##### Records for this task #####

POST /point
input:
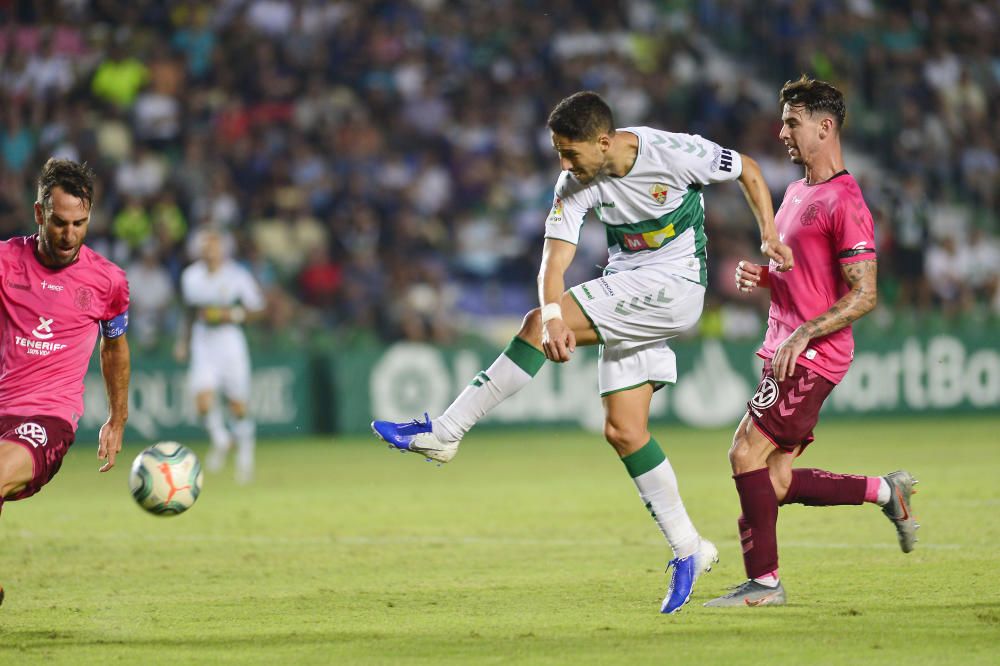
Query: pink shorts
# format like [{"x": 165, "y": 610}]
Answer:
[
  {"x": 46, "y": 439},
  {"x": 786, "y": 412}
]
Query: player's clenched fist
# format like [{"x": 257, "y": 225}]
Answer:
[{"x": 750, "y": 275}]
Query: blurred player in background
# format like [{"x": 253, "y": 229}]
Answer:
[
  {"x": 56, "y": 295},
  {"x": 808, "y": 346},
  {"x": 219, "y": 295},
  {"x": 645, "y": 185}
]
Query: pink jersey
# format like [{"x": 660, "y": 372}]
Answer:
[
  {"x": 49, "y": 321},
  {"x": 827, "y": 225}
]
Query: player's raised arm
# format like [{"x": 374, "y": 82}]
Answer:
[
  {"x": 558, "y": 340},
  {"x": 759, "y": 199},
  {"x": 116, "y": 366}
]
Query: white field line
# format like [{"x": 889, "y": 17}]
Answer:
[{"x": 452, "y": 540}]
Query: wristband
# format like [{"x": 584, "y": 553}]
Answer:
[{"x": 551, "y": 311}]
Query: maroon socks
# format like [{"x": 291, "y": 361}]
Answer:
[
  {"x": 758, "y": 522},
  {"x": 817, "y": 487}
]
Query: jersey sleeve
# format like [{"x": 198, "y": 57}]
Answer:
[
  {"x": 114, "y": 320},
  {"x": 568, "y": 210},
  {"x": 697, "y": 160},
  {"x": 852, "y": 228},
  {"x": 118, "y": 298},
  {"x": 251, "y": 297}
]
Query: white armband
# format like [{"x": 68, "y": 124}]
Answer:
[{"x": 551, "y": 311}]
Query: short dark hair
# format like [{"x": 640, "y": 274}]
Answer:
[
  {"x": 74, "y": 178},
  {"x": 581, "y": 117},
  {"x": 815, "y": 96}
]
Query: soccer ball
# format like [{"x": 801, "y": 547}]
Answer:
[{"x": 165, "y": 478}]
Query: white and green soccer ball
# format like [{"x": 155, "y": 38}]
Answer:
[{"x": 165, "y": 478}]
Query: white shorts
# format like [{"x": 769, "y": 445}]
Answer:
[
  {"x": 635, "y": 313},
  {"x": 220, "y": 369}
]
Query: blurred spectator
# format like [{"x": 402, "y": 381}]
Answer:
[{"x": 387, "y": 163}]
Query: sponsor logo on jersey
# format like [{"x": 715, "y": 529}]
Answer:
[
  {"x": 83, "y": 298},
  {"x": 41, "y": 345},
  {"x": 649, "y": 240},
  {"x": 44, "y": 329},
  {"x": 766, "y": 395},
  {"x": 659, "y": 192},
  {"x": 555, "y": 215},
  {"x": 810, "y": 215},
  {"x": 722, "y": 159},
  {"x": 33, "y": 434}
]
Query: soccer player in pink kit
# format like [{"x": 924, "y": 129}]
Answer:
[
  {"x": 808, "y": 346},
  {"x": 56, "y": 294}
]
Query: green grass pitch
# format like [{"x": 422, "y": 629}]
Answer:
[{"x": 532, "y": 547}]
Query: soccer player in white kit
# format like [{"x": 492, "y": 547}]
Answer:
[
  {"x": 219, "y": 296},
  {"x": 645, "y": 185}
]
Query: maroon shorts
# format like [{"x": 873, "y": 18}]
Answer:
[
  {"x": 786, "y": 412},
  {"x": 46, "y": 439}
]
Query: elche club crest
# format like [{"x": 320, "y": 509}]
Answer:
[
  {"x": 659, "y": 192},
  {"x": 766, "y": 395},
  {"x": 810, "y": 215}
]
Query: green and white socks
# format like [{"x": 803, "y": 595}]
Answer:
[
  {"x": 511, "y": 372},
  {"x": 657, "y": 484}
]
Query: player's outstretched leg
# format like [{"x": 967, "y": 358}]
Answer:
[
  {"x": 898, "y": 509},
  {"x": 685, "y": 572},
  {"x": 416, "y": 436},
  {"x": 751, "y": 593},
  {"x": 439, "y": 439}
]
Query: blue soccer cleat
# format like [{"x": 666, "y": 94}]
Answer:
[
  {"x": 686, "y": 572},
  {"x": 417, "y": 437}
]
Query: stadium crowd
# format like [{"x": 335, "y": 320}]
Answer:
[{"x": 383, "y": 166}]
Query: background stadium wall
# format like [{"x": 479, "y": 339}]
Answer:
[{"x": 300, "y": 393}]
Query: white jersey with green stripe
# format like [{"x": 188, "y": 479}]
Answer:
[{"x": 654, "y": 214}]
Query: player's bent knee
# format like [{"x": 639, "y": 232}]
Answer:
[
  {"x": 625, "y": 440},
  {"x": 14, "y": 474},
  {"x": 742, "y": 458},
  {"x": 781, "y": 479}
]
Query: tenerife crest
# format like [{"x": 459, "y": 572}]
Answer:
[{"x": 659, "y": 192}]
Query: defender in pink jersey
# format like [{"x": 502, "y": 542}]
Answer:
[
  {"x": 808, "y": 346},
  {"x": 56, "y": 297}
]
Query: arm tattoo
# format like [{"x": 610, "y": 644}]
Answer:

#####

[Work instruction] Copy out the material above in full and exactly; its pictures are not to appear.

[Answer to the problem]
POST /point
input:
Query: pink shorts
# format like [{"x": 165, "y": 610}]
Answer:
[
  {"x": 46, "y": 439},
  {"x": 786, "y": 412}
]
Query: player's clenched fist
# format like [{"x": 257, "y": 225}]
Answer:
[{"x": 750, "y": 275}]
Query: blurred player in background
# format like [{"x": 253, "y": 229}]
Answer:
[
  {"x": 56, "y": 295},
  {"x": 808, "y": 346},
  {"x": 219, "y": 295},
  {"x": 645, "y": 185}
]
Query: pink jersey
# format like [{"x": 660, "y": 372}]
Answer:
[
  {"x": 49, "y": 321},
  {"x": 827, "y": 225}
]
Query: player's raised arm
# format like [{"x": 374, "y": 82}]
Answer:
[
  {"x": 558, "y": 340},
  {"x": 759, "y": 199},
  {"x": 116, "y": 366}
]
Query: white field line
# format like [{"x": 889, "y": 17}]
Answer:
[{"x": 452, "y": 540}]
Query: wristband
# format like [{"x": 584, "y": 553}]
Answer:
[{"x": 551, "y": 311}]
Query: maroon socks
# format like [{"x": 291, "y": 361}]
Answer:
[
  {"x": 758, "y": 522},
  {"x": 817, "y": 487}
]
Query: jersey sleeve
# format like [{"x": 198, "y": 57}]
Answer:
[
  {"x": 114, "y": 320},
  {"x": 568, "y": 210},
  {"x": 697, "y": 160},
  {"x": 852, "y": 228},
  {"x": 118, "y": 298},
  {"x": 251, "y": 297}
]
Query: white armband
# format like [{"x": 68, "y": 124}]
Answer:
[{"x": 551, "y": 311}]
Query: short dark hair
# format like [{"x": 640, "y": 274}]
Answer:
[
  {"x": 74, "y": 178},
  {"x": 581, "y": 117},
  {"x": 815, "y": 96}
]
Query: soccer ball
# format like [{"x": 801, "y": 547}]
Answer:
[{"x": 165, "y": 478}]
Query: white and green soccer ball
# format like [{"x": 155, "y": 38}]
Answer:
[{"x": 165, "y": 478}]
Query: white shorts
# format like [{"x": 769, "y": 445}]
Answer:
[
  {"x": 635, "y": 313},
  {"x": 220, "y": 369}
]
Query: blurred spectator
# format like [{"x": 402, "y": 381}]
Answer:
[{"x": 387, "y": 163}]
Query: sponsor logo on jersey
# format like [{"x": 715, "y": 529}]
Answer:
[
  {"x": 83, "y": 298},
  {"x": 41, "y": 345},
  {"x": 649, "y": 240},
  {"x": 44, "y": 329},
  {"x": 766, "y": 395},
  {"x": 659, "y": 192},
  {"x": 555, "y": 215},
  {"x": 810, "y": 215},
  {"x": 722, "y": 159},
  {"x": 33, "y": 434}
]
Query: soccer player in pink kit
# format like [{"x": 924, "y": 129}]
Answer:
[
  {"x": 808, "y": 346},
  {"x": 56, "y": 294}
]
Query: green grass pitch
# format like [{"x": 422, "y": 629}]
Answer:
[{"x": 532, "y": 547}]
Query: soccer player in white kit
# format like [{"x": 492, "y": 547}]
Answer:
[
  {"x": 219, "y": 296},
  {"x": 645, "y": 185}
]
Query: maroon shorts
# format like [{"x": 873, "y": 18}]
Answer:
[
  {"x": 786, "y": 412},
  {"x": 46, "y": 439}
]
Query: elche club crest
# format like [{"x": 320, "y": 509}]
Answer:
[
  {"x": 659, "y": 192},
  {"x": 766, "y": 395},
  {"x": 810, "y": 215}
]
Query: green and white socks
# format like [{"x": 803, "y": 595}]
Answer:
[
  {"x": 511, "y": 372},
  {"x": 657, "y": 484}
]
Query: player's outstretched leg
# format like [{"x": 967, "y": 358}]
Answer:
[
  {"x": 898, "y": 509},
  {"x": 685, "y": 572},
  {"x": 416, "y": 436},
  {"x": 751, "y": 593},
  {"x": 439, "y": 439}
]
Query: blue soccer cleat
# format like [{"x": 666, "y": 94}]
Answer:
[
  {"x": 686, "y": 572},
  {"x": 417, "y": 437}
]
Query: stadium crowd
# format like [{"x": 335, "y": 320}]
Answer:
[{"x": 383, "y": 166}]
Query: background stadium wall
# format like [{"x": 479, "y": 339}]
Answer:
[{"x": 300, "y": 393}]
Query: white jersey with green stripe
# format like [{"x": 188, "y": 479}]
Answer:
[{"x": 654, "y": 214}]
Query: player's bent knee
# format like [{"x": 639, "y": 232}]
Answer:
[
  {"x": 625, "y": 440},
  {"x": 14, "y": 474},
  {"x": 742, "y": 458},
  {"x": 781, "y": 479}
]
Query: tenerife crest
# format like [{"x": 459, "y": 572}]
Answer:
[{"x": 659, "y": 192}]
Query: defender in pink jersey
# format like [{"x": 502, "y": 542}]
Answer:
[
  {"x": 808, "y": 346},
  {"x": 56, "y": 297}
]
Query: arm tattoo
# format like [{"x": 610, "y": 644}]
Answer:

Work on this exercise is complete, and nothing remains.